*SUPPLIED TEXT*.
As executive director of the Institute of Policy Studies of Sri Lanka and head of its macroeconomic policy research, she was in New Delhi to attend the 13th South Asia Economic Summit organised by RIS, a Delhi-based think-tank.

"Negotiations with the IMF have started, but if the political situation becomes untenable, the implementation of the programme will be difficult," Dr Weerakoon tells Subhomoy Bhattacharjee/Business Standard.

 

How would you analyse the current situation in Sri Lanka?

We have an economic crisis that has spilled out as a political crisis.

Negotiations with the IMF have started, but if the political situation becomes untenable, the implementation of the programme will be difficult.

For us, the critical issue now is to ensure some political stability is restored, because if there is a vacuum, the IMF negotiations, too, will get suspended.

So, economic relief will also not be forthcoming. The spillover effect will be very harsh.

IMAGE: A demonstration being held against Sri Lankan President Gotabaya Rajapaksa near the presidential secretariat in Colombo, April 27, 2022. Photograph: Navesh Chitrakar/Reuters

What are the immediate challenges it faces?

*TASK REQUIREMENTS*.
**1)** In the Sri Lanka interview, which event had the executive director come to New Delhi to attend?
**2)** From the Sri Lanka interview, copy the passage from "IMAGE: A demonstration" up to and including "challenges it faces?".
**3)** Carry on the interview about Sri Lanka's economic crisis from the point where it stops.
The data that comes next was taken from a different source than the interview.

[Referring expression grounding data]
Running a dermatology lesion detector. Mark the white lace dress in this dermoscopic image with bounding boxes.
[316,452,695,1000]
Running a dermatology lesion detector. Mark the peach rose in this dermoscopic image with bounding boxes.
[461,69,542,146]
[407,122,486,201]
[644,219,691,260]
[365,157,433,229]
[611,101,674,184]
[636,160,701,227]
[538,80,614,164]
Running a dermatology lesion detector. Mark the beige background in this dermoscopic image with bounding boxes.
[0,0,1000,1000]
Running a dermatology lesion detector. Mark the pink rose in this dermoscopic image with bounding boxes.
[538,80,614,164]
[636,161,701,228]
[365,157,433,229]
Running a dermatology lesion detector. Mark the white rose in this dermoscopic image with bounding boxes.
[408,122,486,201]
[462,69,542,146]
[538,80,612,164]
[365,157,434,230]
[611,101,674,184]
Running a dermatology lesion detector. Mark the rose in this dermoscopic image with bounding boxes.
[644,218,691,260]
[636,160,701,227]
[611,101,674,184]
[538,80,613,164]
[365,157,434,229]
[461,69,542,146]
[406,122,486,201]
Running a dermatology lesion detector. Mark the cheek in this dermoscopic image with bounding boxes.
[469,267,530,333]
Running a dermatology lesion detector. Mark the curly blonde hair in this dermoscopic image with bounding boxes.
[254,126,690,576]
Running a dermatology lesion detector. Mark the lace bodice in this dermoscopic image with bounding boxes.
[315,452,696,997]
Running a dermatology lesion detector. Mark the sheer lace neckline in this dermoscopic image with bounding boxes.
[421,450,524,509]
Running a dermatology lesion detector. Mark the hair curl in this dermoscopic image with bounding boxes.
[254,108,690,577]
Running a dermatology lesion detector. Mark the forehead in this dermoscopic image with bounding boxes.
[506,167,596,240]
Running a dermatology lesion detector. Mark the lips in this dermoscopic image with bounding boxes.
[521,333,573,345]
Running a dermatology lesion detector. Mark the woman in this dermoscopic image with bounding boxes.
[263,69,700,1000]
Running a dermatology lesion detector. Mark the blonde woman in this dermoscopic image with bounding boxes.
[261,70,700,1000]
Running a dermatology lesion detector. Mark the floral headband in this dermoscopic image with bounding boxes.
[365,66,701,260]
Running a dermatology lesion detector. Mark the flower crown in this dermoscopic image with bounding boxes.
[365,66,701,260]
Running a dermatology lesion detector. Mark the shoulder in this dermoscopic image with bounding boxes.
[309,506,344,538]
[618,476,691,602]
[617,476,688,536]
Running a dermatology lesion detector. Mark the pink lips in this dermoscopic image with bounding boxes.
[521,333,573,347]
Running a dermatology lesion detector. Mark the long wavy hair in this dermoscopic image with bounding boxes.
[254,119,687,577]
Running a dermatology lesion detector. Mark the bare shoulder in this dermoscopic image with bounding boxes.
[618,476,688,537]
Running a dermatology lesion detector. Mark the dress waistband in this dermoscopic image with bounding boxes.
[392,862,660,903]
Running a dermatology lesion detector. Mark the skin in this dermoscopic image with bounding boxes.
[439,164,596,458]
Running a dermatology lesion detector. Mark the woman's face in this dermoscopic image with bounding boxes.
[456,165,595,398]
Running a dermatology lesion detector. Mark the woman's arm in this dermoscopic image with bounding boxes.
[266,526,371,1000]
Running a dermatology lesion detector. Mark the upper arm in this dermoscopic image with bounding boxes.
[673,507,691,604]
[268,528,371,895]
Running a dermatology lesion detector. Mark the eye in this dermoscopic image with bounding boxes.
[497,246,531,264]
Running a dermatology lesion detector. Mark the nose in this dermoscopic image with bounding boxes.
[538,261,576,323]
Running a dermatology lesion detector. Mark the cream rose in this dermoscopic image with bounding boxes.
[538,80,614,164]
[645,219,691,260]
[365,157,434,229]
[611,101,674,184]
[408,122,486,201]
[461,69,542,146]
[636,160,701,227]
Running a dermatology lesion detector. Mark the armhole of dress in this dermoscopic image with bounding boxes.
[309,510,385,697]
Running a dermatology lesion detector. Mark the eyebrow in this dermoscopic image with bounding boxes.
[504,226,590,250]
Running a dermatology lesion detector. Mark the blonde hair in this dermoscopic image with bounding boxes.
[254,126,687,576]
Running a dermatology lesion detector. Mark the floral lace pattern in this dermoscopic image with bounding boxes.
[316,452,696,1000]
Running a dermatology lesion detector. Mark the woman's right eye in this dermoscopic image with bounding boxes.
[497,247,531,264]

*ANSWERS TO THE PROBLEMS*.
**1)** The 13th South Asia Economic Summit organised by RIS.

**2)**
IMAGE: A demonstration being held against Sri Lankan President Gotabaya Rajapaksa near the presidential secretariat in Colombo, April 27, 2022. Photograph: Navesh Chitrakar/Reuters

What are the immediate challenges it faces?

**3)**
For the common man, the economic conditions are not going to get better.

There is already a rise in the cost of living.

Food became scarce because of the supply-side constraints brought on by a ban on chemical fertilisers.

Also, as we are short of forex, that created long queues for many items.

The IMF rescue package will not come through before several months.

Meanwhile, our major lenders, India, China and Japan have to agree on restructuring our debt.

It is a complex process.

Until they agree, the IMF executive board will not sign on the deal.

Meanwhile, we need immediate forex support and the Sri Lanka government has reached out to India, China, ADB (Asian Development Bank) and others for bridge finance to tide us through.

Sri Lanka also does not have a demographic advantage.

Yes, unlike India, Nepal or Bangladesh, where the young population creates a rising consumption base and an expanding labour force.

Sri Lanka has to depend on making its older labour force more productive.

That means we need to invest in skills, in technology but all that requires a strong public finance.

Also, as our dependency ratio is high, the tax revenue needed to sustain these rises, whereas our population in the productive age group is shrinking.

Sri Lanka, therefore, is a complete outlier since our population is ageing at a much lower per capita income than, say, Japan.

The bulk of Sri Lankan labour force -- about 60 per cent -- is in the informal sector.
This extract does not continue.